Work instruction A: List every warhead that the Mpro inhibitors excerpt names as commonly used.
Work instruction B: Return the passage of the Mpro inhibitors excerpt between "During the early" and "HIV and HCV.", inclusive.

Page excerpt:
▼

3.2. Discovery of Mpro Inhibitors

During the early stages of the COVID-19 pandemic in 2020, drug discovery organizations worldwide scoured their collections for existing drugs or candidates that could be repurposed to battle the novel coronavirus [21,22,75]. Many of the leading candidates for COVID-19 treatment originated in programs targeting the human coronaviruses SARS-CoV and MERS-CoV, in addition to unrelated rhinoviruses, enteroviruses, HIV and HCV.
SARS-CoV-2 Mpro inhibitors can be classified as either covalent, which bear an electrophilic “warhead” that traps the catalytic cysteine to form a complex where the inhibitor is linked to the enzyme, or non-covalent, which do not form such an adduct (Figure 5). Many of the former are peptidomimetics that maintain a P1 glutamine-mimetic fragment to provide specificity and improve affinity, as well as a lipophilic P2 substituent. Commonly used warheads include aldehydes (or masked aldehydes), activated ketones, Michael acceptors and nitriles. Formation of the inhibitor–enzyme adduct is typically reversible and is highly stabilized by extensive hydrogen-bonding and electronic effects that mimic the transition state for protease cleavage of the enzyme substrate. In contrast, non-covalent inhibitor designs rely on hydrogen bonding, van der Waals forces, and hydrophobic interactions to create reversible binding that blocks the Mpro active site and may or may not involve the catalytic residues. It has been hypothesized that these types of drugs will have lower potential for off-target toxicities due to their lack of reactive functionalities but may suffer from weaker inhibitory activity or shorter duration of action. Non-covalent scaffolds have also served as starting points for the design of covalent inhibitors by addition of reactive groups at appropriate positions.

▲

Data extract:

▼

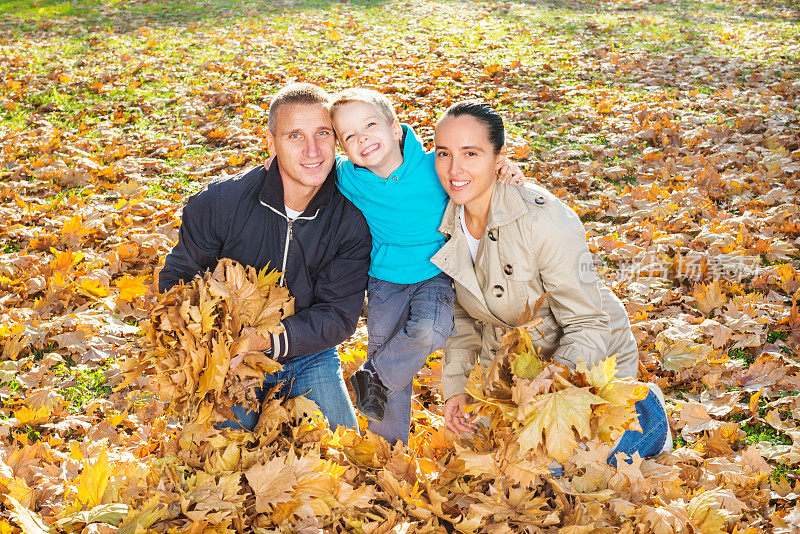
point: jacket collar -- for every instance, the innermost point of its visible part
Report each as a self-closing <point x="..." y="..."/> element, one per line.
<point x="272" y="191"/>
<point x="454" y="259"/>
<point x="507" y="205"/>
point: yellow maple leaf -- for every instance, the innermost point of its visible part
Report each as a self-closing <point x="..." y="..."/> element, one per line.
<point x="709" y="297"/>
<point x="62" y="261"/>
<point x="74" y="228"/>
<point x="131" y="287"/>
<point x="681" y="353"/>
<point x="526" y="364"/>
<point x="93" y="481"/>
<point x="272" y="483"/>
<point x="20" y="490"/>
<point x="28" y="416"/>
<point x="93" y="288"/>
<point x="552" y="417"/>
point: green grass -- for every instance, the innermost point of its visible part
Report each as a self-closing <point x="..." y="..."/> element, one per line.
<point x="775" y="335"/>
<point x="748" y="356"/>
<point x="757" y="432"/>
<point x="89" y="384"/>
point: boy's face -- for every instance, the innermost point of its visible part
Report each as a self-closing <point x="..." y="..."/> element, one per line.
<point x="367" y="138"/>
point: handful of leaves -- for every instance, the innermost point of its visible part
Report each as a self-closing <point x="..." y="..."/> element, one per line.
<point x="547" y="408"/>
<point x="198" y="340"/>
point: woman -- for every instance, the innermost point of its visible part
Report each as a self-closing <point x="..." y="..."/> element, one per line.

▲

Output A:
aldehydes (or masked aldehydes)
activated ketones
Michael acceptors
nitriles

Output B:
During the early stages of the COVID-19 pandemic in 2020, drug discovery organizations worldwide scoured their collections for existing drugs or candidates that could be repurposed to battle the novel coronavirus [21,22,75]. Many of the leading candidates for COVID-19 treatment originated in programs targeting the human coronaviruses SARS-CoV and MERS-CoV, in addition to unrelated rhinoviruses, enteroviruses, HIV and HCV.